> **Exercise requirements**
Tally every line of the listing below that holds "brown", then give the tally alone.

> **Data for review**
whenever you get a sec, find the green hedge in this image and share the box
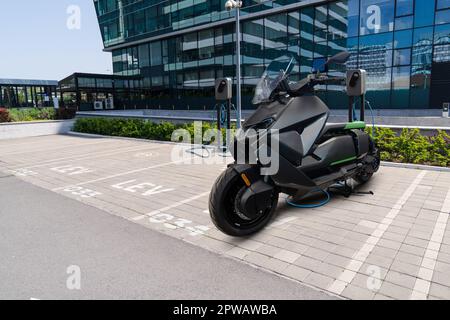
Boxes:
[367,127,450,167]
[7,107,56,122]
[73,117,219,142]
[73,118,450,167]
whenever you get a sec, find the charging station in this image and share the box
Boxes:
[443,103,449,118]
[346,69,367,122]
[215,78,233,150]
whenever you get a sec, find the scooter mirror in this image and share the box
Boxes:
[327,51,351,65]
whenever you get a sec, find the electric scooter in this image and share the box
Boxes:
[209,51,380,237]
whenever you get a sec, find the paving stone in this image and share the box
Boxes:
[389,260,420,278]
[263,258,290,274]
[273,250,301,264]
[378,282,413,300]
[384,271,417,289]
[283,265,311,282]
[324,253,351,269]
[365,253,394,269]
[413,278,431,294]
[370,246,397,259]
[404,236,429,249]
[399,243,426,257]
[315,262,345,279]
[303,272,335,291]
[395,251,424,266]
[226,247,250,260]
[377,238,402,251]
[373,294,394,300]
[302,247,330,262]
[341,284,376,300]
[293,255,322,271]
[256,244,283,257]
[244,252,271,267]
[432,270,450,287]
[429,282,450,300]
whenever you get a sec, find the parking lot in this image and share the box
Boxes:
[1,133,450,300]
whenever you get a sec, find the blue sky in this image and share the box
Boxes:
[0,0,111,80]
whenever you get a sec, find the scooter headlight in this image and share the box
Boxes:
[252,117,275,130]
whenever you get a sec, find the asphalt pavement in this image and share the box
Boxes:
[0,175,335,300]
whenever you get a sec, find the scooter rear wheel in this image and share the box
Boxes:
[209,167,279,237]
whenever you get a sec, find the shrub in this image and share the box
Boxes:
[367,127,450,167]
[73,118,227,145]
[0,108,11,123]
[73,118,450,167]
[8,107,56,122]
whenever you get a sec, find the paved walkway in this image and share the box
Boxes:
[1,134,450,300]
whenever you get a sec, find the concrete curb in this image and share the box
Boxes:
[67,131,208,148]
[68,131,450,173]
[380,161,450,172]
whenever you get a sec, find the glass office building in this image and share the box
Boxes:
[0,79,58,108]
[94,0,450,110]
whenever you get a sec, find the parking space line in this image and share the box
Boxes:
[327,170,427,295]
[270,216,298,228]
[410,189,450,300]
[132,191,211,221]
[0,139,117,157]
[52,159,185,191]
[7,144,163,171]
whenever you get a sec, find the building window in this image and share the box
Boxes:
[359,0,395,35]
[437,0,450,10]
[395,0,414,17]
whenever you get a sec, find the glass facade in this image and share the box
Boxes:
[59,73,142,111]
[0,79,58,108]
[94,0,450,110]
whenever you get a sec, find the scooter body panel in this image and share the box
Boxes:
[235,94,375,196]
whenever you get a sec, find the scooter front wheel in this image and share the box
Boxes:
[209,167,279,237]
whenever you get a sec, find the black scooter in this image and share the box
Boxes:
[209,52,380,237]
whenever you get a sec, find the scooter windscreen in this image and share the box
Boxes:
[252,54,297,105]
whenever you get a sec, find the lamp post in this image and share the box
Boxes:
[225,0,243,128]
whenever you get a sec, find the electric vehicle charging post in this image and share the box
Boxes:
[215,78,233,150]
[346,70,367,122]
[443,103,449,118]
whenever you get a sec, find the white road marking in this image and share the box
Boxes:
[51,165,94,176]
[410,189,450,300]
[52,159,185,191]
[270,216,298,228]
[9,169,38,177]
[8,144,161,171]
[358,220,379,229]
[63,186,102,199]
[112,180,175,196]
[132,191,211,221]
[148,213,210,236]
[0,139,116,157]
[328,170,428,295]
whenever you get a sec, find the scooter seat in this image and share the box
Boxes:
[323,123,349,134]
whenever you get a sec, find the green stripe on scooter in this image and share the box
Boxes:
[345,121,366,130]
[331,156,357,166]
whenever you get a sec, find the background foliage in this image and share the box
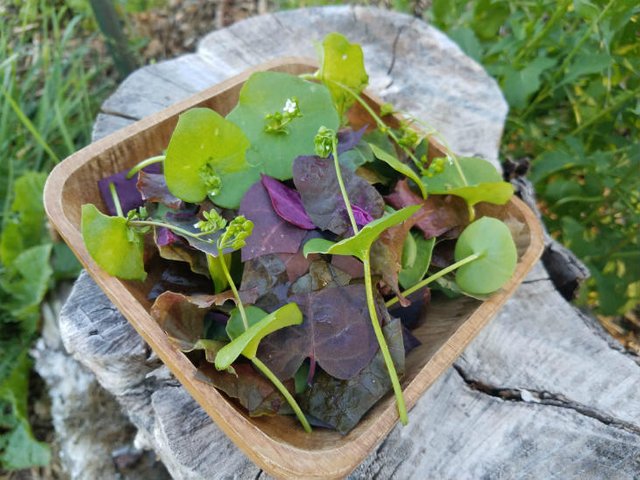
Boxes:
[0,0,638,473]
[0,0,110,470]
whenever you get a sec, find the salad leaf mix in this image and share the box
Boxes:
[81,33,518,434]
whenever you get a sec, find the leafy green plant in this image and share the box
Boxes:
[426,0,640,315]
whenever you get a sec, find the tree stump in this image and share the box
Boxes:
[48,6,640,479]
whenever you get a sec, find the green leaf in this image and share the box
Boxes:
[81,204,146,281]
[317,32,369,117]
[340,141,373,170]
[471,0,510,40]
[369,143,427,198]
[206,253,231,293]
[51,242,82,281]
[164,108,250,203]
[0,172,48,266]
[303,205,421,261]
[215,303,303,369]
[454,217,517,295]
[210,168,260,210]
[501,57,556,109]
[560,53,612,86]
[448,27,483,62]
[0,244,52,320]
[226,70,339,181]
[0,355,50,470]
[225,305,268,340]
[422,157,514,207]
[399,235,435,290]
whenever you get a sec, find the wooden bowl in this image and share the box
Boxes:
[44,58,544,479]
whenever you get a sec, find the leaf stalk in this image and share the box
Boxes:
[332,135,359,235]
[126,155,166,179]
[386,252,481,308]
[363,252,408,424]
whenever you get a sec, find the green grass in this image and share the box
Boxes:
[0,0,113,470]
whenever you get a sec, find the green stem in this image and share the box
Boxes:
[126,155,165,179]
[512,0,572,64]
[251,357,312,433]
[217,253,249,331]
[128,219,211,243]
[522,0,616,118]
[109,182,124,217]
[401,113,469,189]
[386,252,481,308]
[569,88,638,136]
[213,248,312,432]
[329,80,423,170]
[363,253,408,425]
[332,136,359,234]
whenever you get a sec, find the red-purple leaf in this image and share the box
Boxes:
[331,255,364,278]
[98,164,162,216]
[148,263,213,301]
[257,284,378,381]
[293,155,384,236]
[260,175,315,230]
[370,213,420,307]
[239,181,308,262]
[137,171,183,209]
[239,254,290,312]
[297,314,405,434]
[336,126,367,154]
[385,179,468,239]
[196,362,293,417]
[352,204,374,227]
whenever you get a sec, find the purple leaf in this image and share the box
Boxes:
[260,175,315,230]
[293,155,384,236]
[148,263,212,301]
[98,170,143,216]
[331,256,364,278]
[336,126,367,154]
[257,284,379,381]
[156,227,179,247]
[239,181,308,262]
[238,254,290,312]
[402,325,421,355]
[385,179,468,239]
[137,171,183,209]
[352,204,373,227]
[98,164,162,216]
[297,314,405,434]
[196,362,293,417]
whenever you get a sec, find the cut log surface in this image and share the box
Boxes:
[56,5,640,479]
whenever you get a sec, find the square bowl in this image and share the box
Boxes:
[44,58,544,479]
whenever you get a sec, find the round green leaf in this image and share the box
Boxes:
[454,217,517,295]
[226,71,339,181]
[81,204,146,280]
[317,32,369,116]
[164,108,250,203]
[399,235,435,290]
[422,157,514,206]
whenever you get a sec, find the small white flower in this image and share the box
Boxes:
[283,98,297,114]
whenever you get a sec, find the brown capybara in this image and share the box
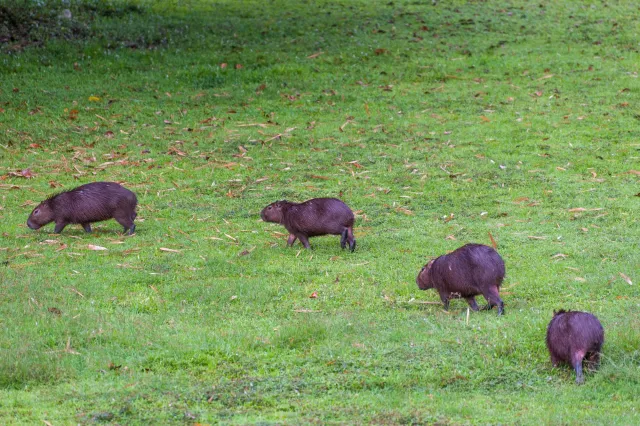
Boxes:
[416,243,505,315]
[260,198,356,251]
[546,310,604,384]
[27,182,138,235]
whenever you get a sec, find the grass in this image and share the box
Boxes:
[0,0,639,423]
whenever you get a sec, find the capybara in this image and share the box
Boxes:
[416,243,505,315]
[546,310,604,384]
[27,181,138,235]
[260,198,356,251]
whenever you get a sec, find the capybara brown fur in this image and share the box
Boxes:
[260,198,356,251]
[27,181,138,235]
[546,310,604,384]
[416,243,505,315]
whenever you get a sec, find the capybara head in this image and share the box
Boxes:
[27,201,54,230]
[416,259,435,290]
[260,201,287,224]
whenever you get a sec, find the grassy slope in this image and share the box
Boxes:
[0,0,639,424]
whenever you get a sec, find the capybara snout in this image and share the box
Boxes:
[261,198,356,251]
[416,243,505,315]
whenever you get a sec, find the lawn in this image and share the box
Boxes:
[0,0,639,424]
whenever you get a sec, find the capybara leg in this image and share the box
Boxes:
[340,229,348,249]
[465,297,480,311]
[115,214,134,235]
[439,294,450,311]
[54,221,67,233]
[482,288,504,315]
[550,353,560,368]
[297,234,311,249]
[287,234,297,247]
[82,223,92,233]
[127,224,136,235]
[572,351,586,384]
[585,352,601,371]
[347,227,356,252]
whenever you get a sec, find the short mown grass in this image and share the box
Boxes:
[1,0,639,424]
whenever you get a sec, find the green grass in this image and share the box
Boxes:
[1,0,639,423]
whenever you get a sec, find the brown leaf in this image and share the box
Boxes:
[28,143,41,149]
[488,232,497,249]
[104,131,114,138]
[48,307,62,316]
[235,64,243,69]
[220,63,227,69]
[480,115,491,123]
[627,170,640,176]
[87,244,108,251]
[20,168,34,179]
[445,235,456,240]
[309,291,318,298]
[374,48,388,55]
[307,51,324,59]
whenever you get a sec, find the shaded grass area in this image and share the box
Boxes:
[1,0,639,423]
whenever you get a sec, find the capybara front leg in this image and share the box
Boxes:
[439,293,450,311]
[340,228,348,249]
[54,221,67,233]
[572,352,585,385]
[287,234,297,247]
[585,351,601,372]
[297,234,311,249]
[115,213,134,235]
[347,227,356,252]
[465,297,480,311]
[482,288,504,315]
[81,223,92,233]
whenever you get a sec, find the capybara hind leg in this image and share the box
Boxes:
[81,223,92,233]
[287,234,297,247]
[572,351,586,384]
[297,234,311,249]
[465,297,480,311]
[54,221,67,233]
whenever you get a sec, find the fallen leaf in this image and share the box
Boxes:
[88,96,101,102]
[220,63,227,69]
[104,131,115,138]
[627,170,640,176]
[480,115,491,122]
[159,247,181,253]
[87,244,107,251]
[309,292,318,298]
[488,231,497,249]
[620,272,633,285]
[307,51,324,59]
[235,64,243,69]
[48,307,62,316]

> **Completed task**
3